## [PROBLEM DESCRIPTION]
Rewrite the records below from the line with "Please pin the white" through the end of the records, keeping every line and shifting each coordinate in the answers by adding 44 to both numbers.

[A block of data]
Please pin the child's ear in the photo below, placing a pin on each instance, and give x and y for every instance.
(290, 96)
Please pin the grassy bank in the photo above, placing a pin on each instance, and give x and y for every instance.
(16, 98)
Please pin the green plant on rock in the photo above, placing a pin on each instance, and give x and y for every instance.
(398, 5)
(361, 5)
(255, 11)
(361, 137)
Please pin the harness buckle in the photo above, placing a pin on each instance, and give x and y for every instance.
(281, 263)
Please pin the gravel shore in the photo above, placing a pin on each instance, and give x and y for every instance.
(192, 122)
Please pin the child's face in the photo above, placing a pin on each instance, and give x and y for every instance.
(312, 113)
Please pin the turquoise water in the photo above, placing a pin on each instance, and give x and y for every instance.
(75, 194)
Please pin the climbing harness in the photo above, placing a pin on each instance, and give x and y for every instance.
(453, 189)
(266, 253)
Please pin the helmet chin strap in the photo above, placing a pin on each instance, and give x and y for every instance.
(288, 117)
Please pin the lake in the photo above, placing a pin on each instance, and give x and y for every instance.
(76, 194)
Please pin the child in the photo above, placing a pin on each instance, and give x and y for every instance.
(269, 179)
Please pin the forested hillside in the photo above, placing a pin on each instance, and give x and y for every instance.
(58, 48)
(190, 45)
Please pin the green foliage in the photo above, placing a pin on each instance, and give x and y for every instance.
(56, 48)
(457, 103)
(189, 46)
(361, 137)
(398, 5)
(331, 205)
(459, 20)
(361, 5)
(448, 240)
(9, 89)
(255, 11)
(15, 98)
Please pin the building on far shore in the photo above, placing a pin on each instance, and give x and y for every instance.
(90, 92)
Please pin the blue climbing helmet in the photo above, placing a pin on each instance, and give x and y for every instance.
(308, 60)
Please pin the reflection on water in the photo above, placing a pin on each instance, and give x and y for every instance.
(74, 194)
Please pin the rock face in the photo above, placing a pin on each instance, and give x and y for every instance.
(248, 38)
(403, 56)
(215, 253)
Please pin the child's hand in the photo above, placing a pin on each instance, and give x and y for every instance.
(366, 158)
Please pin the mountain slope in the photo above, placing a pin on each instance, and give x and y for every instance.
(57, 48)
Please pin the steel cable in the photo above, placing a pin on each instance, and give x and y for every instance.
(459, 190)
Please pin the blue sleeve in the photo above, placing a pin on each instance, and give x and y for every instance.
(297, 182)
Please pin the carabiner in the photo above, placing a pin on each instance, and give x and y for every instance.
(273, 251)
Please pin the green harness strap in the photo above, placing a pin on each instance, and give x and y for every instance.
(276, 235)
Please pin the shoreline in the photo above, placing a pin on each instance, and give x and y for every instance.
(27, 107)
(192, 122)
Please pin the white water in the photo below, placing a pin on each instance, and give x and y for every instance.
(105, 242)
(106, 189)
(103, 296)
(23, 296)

## [TASK RESPONSE]
Please pin the white water in the photo below, placing a pin on each instance, and give x and y for every instance.
(149, 286)
(150, 233)
(147, 340)
(67, 340)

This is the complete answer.